**Supplied text:**
- - -

Oh, my God. I never did. In fact, I am flourishing and thriving. Why am I so afraid?
I was in an exchange with a friend the other day, and she said to me: “I can’t recognize you-you’re a completely different person than the one who left for Australia”. I was taken aback. But I know now that this was only because I was always terrified of change, and had always embraced inertia like the wings of my own death. I’ve kept my ship in harbor safe and beautiful, but at the end of the day, a ship is meant to sail for it to live.
Well, goodness, to heaven and hell and back – thank goodness. If I spent the last eight months in the explosive hurricane of bliss and anguish elevations, and ended up the same person that left the country, I think I would break a glass and slice my jugular. I have never been more thankful for change in my life, ever, as I do at this very moment. And it’s not only because there are great things happening, but l also attribute it to the ugly things happening and fondly too, to the lukewarm things. When I was 12, I watched a movie starring Ben Affleck and J. Lo called Gigli. It wasn’t the best film. But I remember a piece of advice from ol Ben that forever stuck with me: “If you’re scared, step up. Good things will happen”.

True, I can’t discard the bad things that came flowing in too but that’s life. You can’t open up a waterway and expect only dolphins to flow in – the carps want a piece of the action too. I’m definitely going over my quota of quotes at this point but I have one more – “A crazy person is someone who does exactly the same thing every day and expects a different outcome every time”. No, Ben didn’t say that… Einstein did. (Goosebumps, yet?)
It’s been a great slumber, this whole time… I’ve had my legs wrapped around the bolster like some cherubim, with no care in life. And these beautiful beings, beautiful places, beautiful music, beautiful fucking life have come thundering into my world and leaving golden ribbons everywhere. I feel as though there is a Niagara roaring, flowing, flourishing, cleansing my soul, inside me. Every day I dip my feet in that sand and run around catching the wind with the tropical birds that sing for me. I must never despair anymore.
There is a world of sublime ecological systems within me I can seek solace from.
I thought I needed meditative chants, candles and scents for me to feel reborn. It’s funny because walking past the sewer smelling streets of Chapel Street and soaking in the morning Sun last week, I knew I was reborn in every cell and hair follicle on my body. I feel younger than I have ever felt in my conscious life. I embrace every crawl and every tumble and all the consequences that it throws to my face – I guess I can’t ever laugh wholeheartedly if I don’t cry wholeheartedly too. I might look like a maniac in a corner, going through the clog-works of my emotions but that’s how it looks like when my ship is sailing. Tempest toss… It’s just going through the tempest tosses of the sea of life. And that Perfect System I so badly wanted to seek… I’ll give it a pass. It’s time to change the nodes of my system, wriggle it a bit and see the organic tumblings and risings.
It has not been the easiest thing trying to reconfigure and repeatedly reconfigure life. But every “unintended consequence” (as my friend Daniel likes to say) – has been the greatest misconfiguration. I am so thankful to the universe and all the goodness it has showered me with… I am almost in tears with gratitude.
So… Did I achieve anything I set out on my 2020 journey?
Tangibly – None whatsoever.
Intangibly – I’m a completely different person.
And I think that’s progress in its best form.
I’m turning twenty-three in exactly three weeks,
and I have never been happier and prouder of myself.

- - -

**Dataset excerpts:**
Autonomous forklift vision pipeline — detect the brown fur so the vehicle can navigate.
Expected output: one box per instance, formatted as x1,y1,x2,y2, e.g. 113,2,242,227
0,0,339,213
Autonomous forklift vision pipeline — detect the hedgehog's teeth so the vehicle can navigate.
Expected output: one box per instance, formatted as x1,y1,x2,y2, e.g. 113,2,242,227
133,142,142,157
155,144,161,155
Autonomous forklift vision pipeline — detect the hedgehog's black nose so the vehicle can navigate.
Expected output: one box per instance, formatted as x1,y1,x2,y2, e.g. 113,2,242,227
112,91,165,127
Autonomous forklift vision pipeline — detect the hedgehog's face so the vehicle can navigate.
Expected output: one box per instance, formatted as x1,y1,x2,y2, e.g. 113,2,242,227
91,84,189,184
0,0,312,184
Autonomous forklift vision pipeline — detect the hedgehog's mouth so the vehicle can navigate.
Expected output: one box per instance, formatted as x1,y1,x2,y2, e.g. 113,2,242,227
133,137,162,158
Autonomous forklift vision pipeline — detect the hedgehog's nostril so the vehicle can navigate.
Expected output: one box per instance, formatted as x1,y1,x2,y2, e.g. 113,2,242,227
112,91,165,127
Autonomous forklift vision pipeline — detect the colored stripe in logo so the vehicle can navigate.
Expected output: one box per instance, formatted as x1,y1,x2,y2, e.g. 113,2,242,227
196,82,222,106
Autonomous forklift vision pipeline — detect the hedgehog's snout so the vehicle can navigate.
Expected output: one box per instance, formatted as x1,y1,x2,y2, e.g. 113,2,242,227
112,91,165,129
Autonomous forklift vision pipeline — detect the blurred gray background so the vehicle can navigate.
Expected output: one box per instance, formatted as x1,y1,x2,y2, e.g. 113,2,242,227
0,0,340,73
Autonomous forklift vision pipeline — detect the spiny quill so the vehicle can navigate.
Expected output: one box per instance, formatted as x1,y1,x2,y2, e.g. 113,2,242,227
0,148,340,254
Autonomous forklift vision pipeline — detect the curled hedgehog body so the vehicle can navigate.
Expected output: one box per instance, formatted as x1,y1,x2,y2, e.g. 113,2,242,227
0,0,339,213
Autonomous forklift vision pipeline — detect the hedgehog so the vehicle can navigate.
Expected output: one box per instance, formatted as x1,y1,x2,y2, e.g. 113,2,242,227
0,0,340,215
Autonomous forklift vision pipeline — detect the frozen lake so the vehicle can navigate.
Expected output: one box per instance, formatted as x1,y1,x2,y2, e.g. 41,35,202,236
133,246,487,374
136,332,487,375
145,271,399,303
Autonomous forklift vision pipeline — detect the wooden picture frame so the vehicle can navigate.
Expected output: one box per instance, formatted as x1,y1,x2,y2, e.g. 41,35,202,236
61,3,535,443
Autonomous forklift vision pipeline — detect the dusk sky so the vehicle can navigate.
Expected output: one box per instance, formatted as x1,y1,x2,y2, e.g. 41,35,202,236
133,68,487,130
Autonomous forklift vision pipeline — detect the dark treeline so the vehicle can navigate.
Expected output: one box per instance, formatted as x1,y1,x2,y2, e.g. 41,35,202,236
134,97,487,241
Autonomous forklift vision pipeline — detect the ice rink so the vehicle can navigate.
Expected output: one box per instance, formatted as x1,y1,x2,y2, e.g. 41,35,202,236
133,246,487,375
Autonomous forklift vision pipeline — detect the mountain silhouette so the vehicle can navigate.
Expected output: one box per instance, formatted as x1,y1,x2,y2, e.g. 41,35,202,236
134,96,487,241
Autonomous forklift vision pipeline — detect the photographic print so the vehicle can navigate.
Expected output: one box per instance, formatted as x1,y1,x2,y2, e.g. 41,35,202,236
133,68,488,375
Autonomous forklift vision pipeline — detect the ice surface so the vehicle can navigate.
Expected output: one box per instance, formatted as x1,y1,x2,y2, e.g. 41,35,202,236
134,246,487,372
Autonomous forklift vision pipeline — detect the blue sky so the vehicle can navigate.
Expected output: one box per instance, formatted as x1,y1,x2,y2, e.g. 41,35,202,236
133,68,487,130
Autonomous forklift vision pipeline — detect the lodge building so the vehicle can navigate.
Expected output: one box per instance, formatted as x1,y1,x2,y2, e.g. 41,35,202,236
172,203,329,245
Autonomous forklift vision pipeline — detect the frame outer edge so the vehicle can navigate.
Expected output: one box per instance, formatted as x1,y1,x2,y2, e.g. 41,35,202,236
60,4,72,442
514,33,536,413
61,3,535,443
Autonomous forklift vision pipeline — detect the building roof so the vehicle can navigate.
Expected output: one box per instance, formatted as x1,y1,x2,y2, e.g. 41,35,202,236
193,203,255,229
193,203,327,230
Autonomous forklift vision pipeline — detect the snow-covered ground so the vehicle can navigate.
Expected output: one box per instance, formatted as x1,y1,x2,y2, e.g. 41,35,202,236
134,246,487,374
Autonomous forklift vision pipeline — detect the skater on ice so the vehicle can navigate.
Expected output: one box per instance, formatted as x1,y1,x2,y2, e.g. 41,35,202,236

- - -

**To do:**
a - List every person the essay on change mentions by name.
b - Repeat the passage of the essay on change that begins at the words "It has not been" and ends after the words "completely different person.".

**Task answers:**
a -
Ben Affleck
J. Lo
Einstein
Daniel

b -
It has not been the easiest thing trying to reconfigure and repeatedly reconfigure life. But every “unintended consequence” (as my friend Daniel likes to say) – has been the greatest misconfiguration. I am so thankful to the universe and all the goodness it has showered me with… I am almost in tears with gratitude.
So… Did I achieve anything I set out on my 2020 journey?
Tangibly – None whatsoever.
Intangibly – I’m a completely different person.